> _BLOQUE DE TEXTO_
Doce de octubre: psiquiatría y pseudohistoria

Hace algunos años, no muchos, compré una pequeña partida de azulejos artesanales mexicanos de Puebla que, por cierto, son mejores y más baratos que los españoles. El pago fue un Calvario: en mi banco madrileño habitual, propiedad del Santander, desconocían la existencia del banco mexicano (BITAL) a donde debía remitir el dinero y que —para mayor ridículo— también pertenecía a la entidad cántabra. Por ende, la transacción hubo de hacerse a través de Nueva York, con lo cual, amén de pagar comisión a un banco yanqui, aquella mínima operación comercial entre España y México estaba controlada por Estados Unidos. Como tantas otras. La guinda final la pusieron en Barajas con el arancel aduanero, que costó el doble que los azulejos mismos.

Pido disculpas a los lectores por referir una anécdota personal, pero creo que, pese a su microscópica trascendencia, expresa bien la realidad en las relaciones entre España e Iberoamérica, en el plano de la vida cotidiana, el que vivimos los ciudadanos y fomenta —o no— los contactos verdaderos (los de las personas) entre las dos orillas del Atlántico. Mañana toca conmemorar de nuevo el Descubrimiento y eso está muy bien. Y si la retórica hueca de uno y otro lado no desvirtuara la efeméride estaría mucho mejor: mientras en España se exhibe una palabrería hace tiempo gastada, en diversos puntos del continente americano, en vez de festejar, utilizan la fecha para generalizar la bronca antiespañola en la medida que pueden.

> _POR HACER_
Responde según el texto sobre el Doce de octubre de arriba:
1. ¿De qué lugar de México eran los azulejos comprados?
2. ¿Por qué ciudad tuvo que hacerse el pago?
3. ¿Qué se conmemora mañana, según el texto?

> _DATOS MOSTRADOS_
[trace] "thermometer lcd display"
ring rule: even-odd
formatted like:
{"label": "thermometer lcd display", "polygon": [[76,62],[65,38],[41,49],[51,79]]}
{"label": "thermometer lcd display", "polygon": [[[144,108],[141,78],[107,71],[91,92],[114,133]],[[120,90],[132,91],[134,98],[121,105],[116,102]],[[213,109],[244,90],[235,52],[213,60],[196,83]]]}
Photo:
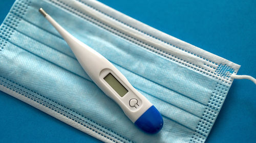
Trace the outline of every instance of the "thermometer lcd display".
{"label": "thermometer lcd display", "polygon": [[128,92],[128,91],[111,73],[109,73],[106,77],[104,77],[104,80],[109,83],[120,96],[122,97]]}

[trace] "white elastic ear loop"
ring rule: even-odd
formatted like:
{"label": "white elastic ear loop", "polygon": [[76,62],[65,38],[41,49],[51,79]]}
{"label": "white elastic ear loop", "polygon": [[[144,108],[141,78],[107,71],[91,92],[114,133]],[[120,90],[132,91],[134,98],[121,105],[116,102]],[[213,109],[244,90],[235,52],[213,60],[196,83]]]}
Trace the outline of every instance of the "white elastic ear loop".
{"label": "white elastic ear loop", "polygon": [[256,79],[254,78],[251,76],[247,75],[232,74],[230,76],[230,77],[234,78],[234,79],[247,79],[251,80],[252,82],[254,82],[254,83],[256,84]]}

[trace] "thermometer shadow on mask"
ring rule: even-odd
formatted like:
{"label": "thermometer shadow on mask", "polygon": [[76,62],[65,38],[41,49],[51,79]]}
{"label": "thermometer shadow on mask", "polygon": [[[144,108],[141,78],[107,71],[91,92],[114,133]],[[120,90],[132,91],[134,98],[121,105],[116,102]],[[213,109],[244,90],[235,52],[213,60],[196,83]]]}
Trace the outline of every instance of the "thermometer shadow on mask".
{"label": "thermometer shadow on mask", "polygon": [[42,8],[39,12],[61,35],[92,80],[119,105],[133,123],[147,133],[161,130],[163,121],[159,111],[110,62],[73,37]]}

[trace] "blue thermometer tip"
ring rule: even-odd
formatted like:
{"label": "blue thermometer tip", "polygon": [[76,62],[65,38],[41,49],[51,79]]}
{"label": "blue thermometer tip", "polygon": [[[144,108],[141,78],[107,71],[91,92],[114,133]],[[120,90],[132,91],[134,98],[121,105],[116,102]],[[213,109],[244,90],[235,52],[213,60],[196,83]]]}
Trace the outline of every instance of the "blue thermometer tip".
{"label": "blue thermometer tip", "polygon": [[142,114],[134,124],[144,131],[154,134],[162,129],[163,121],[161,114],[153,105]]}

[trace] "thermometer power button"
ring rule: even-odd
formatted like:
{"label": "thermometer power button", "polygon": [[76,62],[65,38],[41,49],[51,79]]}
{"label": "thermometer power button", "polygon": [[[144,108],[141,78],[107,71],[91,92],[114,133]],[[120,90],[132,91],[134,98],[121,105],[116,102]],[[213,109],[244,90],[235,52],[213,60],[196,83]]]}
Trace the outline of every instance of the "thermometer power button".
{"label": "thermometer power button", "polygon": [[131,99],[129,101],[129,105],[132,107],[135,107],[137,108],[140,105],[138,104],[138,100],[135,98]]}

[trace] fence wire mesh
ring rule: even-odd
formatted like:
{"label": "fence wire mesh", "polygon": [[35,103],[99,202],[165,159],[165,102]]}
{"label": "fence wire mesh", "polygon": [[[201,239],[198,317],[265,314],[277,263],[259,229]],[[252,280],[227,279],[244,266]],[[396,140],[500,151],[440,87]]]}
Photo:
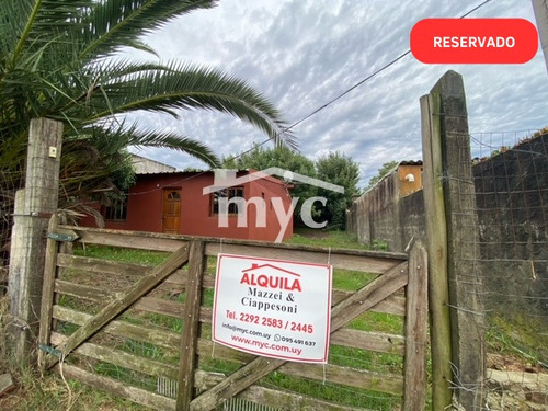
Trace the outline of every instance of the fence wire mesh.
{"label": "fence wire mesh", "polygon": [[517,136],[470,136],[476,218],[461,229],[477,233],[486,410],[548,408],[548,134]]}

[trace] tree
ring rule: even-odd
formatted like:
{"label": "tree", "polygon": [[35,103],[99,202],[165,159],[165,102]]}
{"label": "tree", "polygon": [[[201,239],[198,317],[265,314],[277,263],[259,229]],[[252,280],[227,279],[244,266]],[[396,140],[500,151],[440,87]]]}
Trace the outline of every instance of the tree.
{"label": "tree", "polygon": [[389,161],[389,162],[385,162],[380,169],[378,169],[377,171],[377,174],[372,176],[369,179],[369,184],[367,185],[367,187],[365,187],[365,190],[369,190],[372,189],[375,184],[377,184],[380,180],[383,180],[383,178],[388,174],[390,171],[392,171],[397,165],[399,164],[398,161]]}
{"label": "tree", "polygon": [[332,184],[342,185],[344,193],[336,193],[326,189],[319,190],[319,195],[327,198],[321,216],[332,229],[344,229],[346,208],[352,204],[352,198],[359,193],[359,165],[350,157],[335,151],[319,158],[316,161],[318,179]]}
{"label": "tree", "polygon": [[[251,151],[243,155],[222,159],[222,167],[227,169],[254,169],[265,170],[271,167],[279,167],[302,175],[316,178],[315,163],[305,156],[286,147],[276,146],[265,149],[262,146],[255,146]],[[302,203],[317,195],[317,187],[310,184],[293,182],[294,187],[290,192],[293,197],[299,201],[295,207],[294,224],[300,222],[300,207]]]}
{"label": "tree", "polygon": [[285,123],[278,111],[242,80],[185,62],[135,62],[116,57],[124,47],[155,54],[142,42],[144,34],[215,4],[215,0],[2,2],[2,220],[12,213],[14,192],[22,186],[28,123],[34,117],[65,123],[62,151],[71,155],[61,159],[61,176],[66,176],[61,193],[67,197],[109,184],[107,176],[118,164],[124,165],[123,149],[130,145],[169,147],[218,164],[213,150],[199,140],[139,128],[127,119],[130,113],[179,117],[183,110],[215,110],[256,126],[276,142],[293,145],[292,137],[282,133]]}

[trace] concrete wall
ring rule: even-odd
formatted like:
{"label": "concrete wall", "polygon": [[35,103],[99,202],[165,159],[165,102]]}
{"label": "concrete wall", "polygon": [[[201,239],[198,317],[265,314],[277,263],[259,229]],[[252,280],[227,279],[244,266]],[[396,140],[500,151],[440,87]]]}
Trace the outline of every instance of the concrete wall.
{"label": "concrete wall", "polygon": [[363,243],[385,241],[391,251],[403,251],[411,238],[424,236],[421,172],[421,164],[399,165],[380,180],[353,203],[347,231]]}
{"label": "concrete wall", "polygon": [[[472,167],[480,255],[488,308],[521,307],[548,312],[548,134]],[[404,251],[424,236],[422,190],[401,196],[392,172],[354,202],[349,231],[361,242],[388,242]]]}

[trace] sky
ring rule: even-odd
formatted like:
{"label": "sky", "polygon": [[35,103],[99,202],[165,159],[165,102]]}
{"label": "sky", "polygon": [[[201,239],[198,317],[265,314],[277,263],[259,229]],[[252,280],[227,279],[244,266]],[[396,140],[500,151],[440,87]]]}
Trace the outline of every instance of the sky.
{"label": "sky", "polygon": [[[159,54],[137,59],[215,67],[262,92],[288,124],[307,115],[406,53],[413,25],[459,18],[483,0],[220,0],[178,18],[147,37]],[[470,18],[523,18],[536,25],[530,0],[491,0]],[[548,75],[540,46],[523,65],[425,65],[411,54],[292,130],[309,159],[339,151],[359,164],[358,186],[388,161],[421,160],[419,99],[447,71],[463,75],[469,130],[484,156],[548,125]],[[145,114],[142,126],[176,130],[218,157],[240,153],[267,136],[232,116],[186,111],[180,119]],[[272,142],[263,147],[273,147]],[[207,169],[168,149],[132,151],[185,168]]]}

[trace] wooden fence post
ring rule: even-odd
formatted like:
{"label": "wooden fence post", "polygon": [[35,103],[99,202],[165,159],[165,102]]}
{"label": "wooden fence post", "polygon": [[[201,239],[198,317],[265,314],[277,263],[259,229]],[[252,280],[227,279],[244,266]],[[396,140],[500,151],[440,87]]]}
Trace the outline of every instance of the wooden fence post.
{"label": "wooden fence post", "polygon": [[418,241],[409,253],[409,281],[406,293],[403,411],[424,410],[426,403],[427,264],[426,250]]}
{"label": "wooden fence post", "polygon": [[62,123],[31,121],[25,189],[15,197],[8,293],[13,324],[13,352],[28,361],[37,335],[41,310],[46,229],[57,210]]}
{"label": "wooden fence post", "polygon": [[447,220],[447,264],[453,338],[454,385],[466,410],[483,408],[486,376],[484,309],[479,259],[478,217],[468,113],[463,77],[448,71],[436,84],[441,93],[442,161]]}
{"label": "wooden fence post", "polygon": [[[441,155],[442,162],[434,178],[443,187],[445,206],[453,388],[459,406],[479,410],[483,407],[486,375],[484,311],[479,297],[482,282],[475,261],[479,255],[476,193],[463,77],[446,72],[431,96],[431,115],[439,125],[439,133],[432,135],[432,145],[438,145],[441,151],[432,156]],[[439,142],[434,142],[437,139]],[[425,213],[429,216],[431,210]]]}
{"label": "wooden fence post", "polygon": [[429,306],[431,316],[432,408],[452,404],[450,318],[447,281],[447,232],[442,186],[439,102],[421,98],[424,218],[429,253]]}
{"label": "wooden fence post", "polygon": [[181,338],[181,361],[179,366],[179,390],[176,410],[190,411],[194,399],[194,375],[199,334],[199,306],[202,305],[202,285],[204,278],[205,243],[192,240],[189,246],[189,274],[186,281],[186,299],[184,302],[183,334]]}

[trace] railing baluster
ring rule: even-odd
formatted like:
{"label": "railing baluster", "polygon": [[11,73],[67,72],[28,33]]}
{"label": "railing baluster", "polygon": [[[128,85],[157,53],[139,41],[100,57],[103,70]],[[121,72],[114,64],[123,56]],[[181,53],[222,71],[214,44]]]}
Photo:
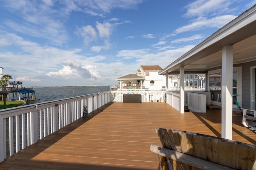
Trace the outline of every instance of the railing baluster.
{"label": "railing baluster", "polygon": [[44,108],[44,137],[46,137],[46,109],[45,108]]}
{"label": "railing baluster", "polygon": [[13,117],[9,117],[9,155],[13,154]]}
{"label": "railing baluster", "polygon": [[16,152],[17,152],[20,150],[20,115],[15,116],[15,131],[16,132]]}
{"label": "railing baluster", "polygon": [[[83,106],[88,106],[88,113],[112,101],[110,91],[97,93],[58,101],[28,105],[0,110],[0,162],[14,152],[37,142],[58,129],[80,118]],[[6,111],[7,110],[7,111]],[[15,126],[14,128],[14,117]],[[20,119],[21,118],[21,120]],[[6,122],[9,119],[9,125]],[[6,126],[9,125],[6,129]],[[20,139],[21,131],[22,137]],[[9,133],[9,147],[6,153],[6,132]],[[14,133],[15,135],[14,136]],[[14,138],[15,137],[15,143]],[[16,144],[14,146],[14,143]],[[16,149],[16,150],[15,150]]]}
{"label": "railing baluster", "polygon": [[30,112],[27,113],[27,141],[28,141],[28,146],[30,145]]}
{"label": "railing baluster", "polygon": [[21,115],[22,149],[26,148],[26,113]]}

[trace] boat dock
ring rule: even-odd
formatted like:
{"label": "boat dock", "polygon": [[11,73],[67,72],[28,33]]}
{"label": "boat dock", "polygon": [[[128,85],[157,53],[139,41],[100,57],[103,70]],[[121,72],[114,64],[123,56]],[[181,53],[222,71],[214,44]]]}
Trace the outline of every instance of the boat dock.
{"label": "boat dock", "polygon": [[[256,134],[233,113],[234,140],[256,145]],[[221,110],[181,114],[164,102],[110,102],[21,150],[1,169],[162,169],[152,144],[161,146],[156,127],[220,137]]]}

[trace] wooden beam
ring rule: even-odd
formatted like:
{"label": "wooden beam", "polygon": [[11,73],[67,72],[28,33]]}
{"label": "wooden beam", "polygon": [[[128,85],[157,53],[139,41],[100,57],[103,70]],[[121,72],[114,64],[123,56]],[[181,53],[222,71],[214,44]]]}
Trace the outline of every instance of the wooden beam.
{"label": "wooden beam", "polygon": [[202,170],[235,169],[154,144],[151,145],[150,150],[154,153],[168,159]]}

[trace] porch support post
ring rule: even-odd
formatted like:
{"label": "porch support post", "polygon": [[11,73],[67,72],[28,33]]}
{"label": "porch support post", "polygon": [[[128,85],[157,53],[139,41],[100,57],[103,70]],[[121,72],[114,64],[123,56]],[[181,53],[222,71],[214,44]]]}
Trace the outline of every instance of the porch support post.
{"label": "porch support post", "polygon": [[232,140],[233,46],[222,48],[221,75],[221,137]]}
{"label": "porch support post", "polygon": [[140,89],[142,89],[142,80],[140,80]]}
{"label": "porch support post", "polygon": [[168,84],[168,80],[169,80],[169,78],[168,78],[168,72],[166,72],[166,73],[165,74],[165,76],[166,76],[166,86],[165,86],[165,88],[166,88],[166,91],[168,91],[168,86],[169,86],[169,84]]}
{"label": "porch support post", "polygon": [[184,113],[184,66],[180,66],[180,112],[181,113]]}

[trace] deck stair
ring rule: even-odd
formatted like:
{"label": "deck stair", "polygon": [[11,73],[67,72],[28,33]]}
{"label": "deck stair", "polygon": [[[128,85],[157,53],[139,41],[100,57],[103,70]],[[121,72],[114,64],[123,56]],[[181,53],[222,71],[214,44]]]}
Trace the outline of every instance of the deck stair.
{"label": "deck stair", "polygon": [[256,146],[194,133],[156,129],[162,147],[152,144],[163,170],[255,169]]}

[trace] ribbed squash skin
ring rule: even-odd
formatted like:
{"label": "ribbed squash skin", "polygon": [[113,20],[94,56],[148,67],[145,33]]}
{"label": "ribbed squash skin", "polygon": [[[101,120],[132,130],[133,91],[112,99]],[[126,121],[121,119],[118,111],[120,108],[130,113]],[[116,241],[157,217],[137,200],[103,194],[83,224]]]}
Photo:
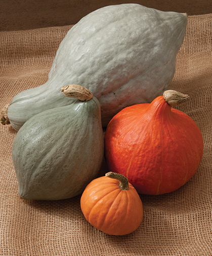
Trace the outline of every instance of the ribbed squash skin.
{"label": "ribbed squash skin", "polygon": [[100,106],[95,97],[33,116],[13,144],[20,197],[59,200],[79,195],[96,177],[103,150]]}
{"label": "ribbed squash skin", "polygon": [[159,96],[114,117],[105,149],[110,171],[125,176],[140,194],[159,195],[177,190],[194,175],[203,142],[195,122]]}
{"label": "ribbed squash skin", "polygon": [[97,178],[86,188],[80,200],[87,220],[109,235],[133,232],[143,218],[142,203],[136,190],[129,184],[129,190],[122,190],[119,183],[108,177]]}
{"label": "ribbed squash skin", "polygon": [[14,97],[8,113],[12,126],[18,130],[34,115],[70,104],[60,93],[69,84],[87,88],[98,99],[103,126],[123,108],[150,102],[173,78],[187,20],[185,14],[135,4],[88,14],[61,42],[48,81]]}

> _RESPUESTA ABAJO_
1. De Puebla.
2. Por Nueva York.
3. El Descubrimiento.